** Start Reading text **
Year 2018 turned out to be a mixed bag for the domestic automobile industry. While the commercial vehicle industry that remained in doldrums for most part of the last three years registered a full turnaround this year and returned to the high growth trajectory, passenger vehicle manufacturers found the going tough, especially in the second half of the year after a rather dour festive season.
The year started off with a bang with the usual excitement that surrounds the biennial Delhi Auto Expo that was held in February this year. Amid the flurry of new vehicles and concepts that were displayed, the biggest splash was made by the debut of Kia Motors, a subsidiary of Hyundai, which would launch its first product by the middle of next year. The others were no less optimistic as the industry was motoring along well having digested the pangs of demonetisation and the partial disruption due to the roll-out of GST. The passenger vehicle industry grew by 7.2 per cent in the January-March quarter. It gained momentum going forward to register nearly 20 per cent growth during April-June quarter.
Things went awry thereafter as adverse macroeconomic factors such as rising fuel prices and interest rates took a toll.
** End Reading text **
- Challenge 1 -
Reproduce the passage of the article on the 2018 auto industry word for word, from "The year started" to "during April-June quarter.".
- Challenge 2 -
Return each line of the records that contains the string "above", treating uppercase and lowercase as different.
** Start Given information **
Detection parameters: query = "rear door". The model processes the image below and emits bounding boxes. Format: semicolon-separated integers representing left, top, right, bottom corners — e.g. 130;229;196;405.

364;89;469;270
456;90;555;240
** End Given information **
** Start Given information **
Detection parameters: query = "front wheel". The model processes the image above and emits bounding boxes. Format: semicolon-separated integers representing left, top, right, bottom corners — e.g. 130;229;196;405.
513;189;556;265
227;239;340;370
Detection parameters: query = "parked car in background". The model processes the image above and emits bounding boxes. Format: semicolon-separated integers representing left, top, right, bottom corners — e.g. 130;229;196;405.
** End Given information **
** Start Given information **
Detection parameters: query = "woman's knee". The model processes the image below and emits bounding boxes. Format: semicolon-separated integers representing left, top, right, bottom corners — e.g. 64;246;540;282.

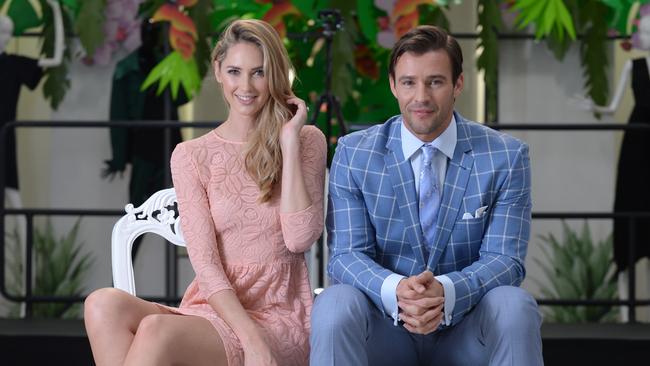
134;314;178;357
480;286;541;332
** End Given information **
- Complete answer 1 -
The year started off with a bang with the usual excitement that surrounds the biennial Delhi Auto Expo that was held in February this year. Amid the flurry of new vehicles and concepts that were displayed, the biggest splash was made by the debut of Kia Motors, a subsidiary of Hyundai, which would launch its first product by the middle of next year. The others were no less optimistic as the industry was motoring along well having digested the pangs of demonetisation and the partial disruption due to the roll-out of GST. The passenger vehicle industry grew by 7.2 per cent in the January-March quarter. It gained momentum going forward to register nearly 20 per cent growth during April-June quarter.

- Complete answer 2 -
Detection parameters: query = "front wheel". The model processes the image above and emits bounding boxes. Format: semicolon-separated integers representing left, top, right, bottom corners — e.g. 130;229;196;405.
Detection parameters: query = "parked car in background". The model processes the image above and emits bounding boxes. Format: semicolon-separated integers representing left, top, right, bottom corners — e.g. 130;229;196;405.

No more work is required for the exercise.